Task material:
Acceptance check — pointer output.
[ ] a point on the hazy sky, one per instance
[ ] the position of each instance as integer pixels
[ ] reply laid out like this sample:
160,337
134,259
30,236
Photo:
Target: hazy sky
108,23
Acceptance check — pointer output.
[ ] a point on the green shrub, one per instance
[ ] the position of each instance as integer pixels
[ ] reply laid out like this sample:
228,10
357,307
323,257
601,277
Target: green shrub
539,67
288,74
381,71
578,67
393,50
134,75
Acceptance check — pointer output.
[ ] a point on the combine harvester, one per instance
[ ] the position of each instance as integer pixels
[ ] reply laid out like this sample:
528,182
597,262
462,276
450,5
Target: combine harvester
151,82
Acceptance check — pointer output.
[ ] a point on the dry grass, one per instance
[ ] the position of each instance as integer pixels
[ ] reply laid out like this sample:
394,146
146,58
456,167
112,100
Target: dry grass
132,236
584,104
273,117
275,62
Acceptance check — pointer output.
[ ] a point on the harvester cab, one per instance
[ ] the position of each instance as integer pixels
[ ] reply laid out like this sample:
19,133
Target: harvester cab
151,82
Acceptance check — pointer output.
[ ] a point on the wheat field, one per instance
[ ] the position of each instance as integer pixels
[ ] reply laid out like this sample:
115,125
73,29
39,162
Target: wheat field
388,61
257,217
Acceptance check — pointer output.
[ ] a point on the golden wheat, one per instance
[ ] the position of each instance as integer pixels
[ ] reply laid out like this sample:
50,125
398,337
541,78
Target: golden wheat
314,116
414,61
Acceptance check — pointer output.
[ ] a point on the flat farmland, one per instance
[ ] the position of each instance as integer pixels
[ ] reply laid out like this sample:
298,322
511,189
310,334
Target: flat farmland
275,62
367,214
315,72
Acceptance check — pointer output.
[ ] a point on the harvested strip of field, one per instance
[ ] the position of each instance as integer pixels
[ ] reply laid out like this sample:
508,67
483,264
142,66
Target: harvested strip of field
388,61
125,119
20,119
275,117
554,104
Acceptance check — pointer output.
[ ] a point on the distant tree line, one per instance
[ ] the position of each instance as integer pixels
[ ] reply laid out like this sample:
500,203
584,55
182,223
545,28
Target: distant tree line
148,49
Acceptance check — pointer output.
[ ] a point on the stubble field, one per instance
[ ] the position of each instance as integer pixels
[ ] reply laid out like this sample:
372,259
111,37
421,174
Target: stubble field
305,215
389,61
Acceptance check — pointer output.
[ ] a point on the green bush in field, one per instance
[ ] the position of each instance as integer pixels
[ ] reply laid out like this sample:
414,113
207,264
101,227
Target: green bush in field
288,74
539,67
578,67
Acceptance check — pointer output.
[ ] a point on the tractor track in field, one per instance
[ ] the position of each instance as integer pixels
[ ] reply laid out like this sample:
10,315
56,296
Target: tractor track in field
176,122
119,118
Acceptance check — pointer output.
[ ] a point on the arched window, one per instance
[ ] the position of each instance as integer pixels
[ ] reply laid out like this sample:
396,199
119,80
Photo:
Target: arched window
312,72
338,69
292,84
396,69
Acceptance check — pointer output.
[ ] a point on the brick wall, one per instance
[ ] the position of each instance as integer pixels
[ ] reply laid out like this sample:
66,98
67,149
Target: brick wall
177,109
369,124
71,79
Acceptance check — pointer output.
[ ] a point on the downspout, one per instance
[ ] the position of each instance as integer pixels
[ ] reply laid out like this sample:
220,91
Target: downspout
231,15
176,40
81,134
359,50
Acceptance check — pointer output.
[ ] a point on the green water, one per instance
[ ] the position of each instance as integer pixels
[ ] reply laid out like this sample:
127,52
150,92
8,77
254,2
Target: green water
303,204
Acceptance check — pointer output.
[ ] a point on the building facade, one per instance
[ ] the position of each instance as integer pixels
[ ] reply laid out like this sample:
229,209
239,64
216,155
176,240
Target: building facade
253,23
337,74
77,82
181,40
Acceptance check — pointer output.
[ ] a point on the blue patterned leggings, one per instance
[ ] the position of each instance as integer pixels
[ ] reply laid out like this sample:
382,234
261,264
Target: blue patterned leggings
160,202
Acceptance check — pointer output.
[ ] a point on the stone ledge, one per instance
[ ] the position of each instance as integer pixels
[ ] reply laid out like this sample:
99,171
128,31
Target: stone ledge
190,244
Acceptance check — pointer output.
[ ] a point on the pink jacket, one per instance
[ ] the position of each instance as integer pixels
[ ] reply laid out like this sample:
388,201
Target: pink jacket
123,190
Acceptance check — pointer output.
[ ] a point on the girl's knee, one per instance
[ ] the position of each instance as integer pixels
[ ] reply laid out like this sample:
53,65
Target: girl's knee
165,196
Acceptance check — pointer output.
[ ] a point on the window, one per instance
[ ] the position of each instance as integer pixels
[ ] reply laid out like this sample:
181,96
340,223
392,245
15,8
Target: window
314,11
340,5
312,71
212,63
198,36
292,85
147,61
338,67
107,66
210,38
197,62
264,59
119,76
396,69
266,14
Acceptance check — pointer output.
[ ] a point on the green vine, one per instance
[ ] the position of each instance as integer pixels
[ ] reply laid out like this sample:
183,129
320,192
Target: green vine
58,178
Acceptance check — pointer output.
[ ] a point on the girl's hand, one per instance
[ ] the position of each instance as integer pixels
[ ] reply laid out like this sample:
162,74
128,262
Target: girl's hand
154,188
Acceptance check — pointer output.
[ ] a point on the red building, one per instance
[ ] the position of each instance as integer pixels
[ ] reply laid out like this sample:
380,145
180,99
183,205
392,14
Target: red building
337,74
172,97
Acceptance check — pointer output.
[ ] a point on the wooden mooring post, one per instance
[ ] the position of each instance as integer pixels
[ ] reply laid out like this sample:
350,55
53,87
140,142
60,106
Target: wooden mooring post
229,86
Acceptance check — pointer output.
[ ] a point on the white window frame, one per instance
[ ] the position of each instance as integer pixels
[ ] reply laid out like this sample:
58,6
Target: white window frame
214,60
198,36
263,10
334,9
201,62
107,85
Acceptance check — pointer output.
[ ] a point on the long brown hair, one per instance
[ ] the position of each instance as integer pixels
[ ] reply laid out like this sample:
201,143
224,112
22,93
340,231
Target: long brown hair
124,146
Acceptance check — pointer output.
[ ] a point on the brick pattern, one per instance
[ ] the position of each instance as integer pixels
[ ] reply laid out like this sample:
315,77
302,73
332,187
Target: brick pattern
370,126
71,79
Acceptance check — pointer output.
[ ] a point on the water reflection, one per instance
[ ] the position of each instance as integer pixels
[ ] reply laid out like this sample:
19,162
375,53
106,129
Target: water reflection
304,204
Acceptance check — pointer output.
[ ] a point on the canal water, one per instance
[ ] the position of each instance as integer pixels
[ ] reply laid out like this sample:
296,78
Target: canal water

Set exercise: Write the entire listing out again, word for word.

The answer:
Acceptance check — pointer output.
[ ] a point on the hazy sky, one per instance
[ ] the position of each instance as integer pixels
[ ] reply laid out like this sample:
160,337
134,259
30,236
Photo:
Target: hazy sky
108,23
Acceptance check — pointer output.
[ ] a point on the green shrub, one per instance
[ ] the position of each instance as integer pixels
[ ] reply laid out like this sample:
228,10
357,307
323,257
601,277
Target: green shrub
539,67
288,74
381,71
578,67
393,50
134,75
Acceptance check — pointer output.
[ ] a point on the combine harvester, one per instance
[ ] the position of each instance as integer pixels
[ ] reply laid out like this sample:
528,182
597,262
462,276
450,5
Target: combine harvester
151,82
Acceptance check — pointer output.
[ ] a point on the dry grass, one per instance
[ ] the position of each instance as integer pixels
[ ] reply laid out like this sample:
394,146
146,58
456,167
112,100
Target: dry grass
132,236
584,104
273,117
275,62
Acceptance check — pointer output.
[ ] a point on the harvester cab, one per instance
[ ] the position of each instance as integer pixels
[ ] reply laid out like this sample:
19,133
Target: harvester cab
151,82
Acceptance check — pointer output.
[ ] a point on the wheat field, one per instance
[ ] the position of each instance as integer pixels
[ ] reply laid out like this sample:
115,125
73,29
39,162
Target: wheat field
388,61
257,217
Acceptance check — pointer output.
[ ] a point on the golden wheat, one per instance
[ ] the position of each instance as integer pixels
[ ] reply laid out like this sample:
50,125
398,337
541,78
Target: golden wheat
314,116
414,61
Acceptance check — pointer output.
[ ] a point on the flat farmland, one per instance
[ ] the position of each instance as integer pixels
[ ] reply laid out like this sample:
298,322
511,189
310,334
Target: flat farmland
275,62
367,214
315,72
Acceptance check — pointer output.
[ ] a point on the harvested strip of field, one per instance
[ ] the position of each instance as integer pixels
[ ] reply laid out like this sample:
508,67
483,264
142,66
Target: harvested strip of field
388,61
125,119
20,119
275,117
554,104
Acceptance check — pointer output.
[ ] a point on the distant tree line, one per instance
[ ] the position of each instance as integer pixels
[ ] reply laid out like this sample:
500,203
584,55
182,223
545,28
Target: distant tree line
148,49
Acceptance check — pointer output.
[ ] a point on the stubble field, one per instance
[ ] the position of each instance as integer pixels
[ ] reply laid out like this sample:
372,259
111,37
421,174
Target: stubble field
305,215
389,61
Acceptance check — pointer output.
[ ] a point on the green bush in field, one per instance
[ ] the position of each instance as integer pixels
[ ] reply laid out like this sample:
414,113
207,264
101,227
Target: green bush in field
288,74
539,67
578,67
Acceptance check — pointer output.
[ ] a point on the tractor track in field, one per instance
[ ] the position of each instance as integer pixels
[ ] reply laid out like this sample:
10,315
56,296
Target: tractor track in field
176,122
119,118
Acceptance check — pointer output.
[ ] a point on the arched window, one per instance
[ ] the position of each instance as integer pixels
[ ] reply laid out like this sample:
396,199
119,80
Photo:
Target: arched window
312,72
338,69
292,84
396,69
Acceptance check — pointer output.
[ ] a point on the brick wall, one per instance
[ ] the position of each instance as integer pixels
[ ] reply laid out like this sample:
66,98
67,149
Target: brick wall
177,109
369,124
71,79
Acceptance check — pointer output.
[ ] a point on the downspout, one per instance
[ ] the position of each instance as integer pixels
[ ] reply laid out like this sample:
220,91
Target: downspout
231,15
176,40
81,134
359,50
Acceptance check — pointer output.
[ ] a point on the green water, one per instance
[ ] the position of each instance as integer pixels
[ ] reply laid out like this sample:
127,52
150,92
8,77
254,2
Target: green water
303,204
Acceptance check — pointer output.
[ ] a point on the building facade, one per instance
[ ] the position of each instance as integer pixels
[ ] reply laid out like this sample:
229,209
239,64
216,155
176,240
Target: building facade
253,23
337,74
77,82
181,40
Acceptance check — pointer output.
[ ] a point on the blue patterned leggings, one per instance
[ ] the position of each instance as integer pixels
[ ] reply laid out like this sample:
382,234
261,264
Target: blue patterned leggings
160,202
Acceptance check — pointer output.
[ ] a point on the stone ledge, one per instance
[ ] the position of each instance as integer pixels
[ ] reply laid out like this sample:
99,171
128,31
Target: stone ledge
190,244
Acceptance check — pointer output.
[ ] a point on the pink jacket, one per instance
[ ] the position of each instance as integer pixels
[ ] reply laid out like this sample:
388,201
Target: pink jacket
123,190
Acceptance check — pointer output.
[ ] a point on the girl's knee, one per instance
[ ] the position of each instance as integer pixels
[ ] reply laid out like this sample:
53,65
Target: girl's knee
165,196
Acceptance check — pointer output.
[ ] a point on the window, one per instance
[ ] the position of each instance as integer pixels
[ ] reply laid out like this sample:
181,96
340,223
392,245
15,8
Target: window
314,11
340,5
312,71
212,63
198,36
292,85
147,61
338,67
107,66
210,38
197,62
264,59
119,76
396,69
266,14
Acceptance check — pointer output.
[ ] a point on the green vine, one per instance
[ ] the position of each instance as integer pixels
[ ] reply laid out like this sample:
183,129
320,192
Target: green vine
58,178
Acceptance check — pointer output.
[ ] a point on the girl's hand, one per instance
[ ] the position of each instance as integer pixels
[ ] reply laid out like this sample:
162,74
128,262
Target: girl's hand
154,188
Acceptance check — pointer output.
[ ] a point on the red building, one per instance
[ ] the position of each instance as integer pixels
[ ] reply laid out like this sample:
380,145
180,99
183,205
392,14
Target: red building
337,74
172,97
Acceptance check — pointer output.
[ ] a point on the wooden mooring post, one per instance
[ ] the position of each instance as integer pixels
[ ] reply laid out like this sample:
350,55
53,87
140,142
60,106
Target: wooden mooring post
229,86
Acceptance check — pointer output.
[ ] a point on the white window frame, one per instance
[ ] the position of each instance as integer pixels
[ ] reply laid out like this sample:
58,6
Target: white window frame
214,60
198,36
263,10
334,9
201,62
107,85
Acceptance check — pointer output.
[ ] a point on the long brown hair, one per instance
[ ] the position of each instance as integer pixels
[ ] reply laid out like this sample:
201,143
224,112
22,93
340,231
Target: long brown hair
124,146
Acceptance check — pointer output.
[ ] a point on the brick pattern, one per instance
[ ] the position of each instance as integer pixels
[ ] reply laid out like this sample:
315,77
302,73
332,187
Target: brick pattern
370,126
71,79
Acceptance check — pointer output.
[ ] a point on the water reflection, one per instance
[ ] the position of each instance as integer pixels
[ ] reply laid out like this sample:
19,162
375,53
106,129
Target: water reflection
304,204
Acceptance check — pointer output.
[ ] a point on the canal water, one per instance
[ ] the position of each instance as integer pixels
[ ] reply laid out like this sample:
296,78
Target: canal water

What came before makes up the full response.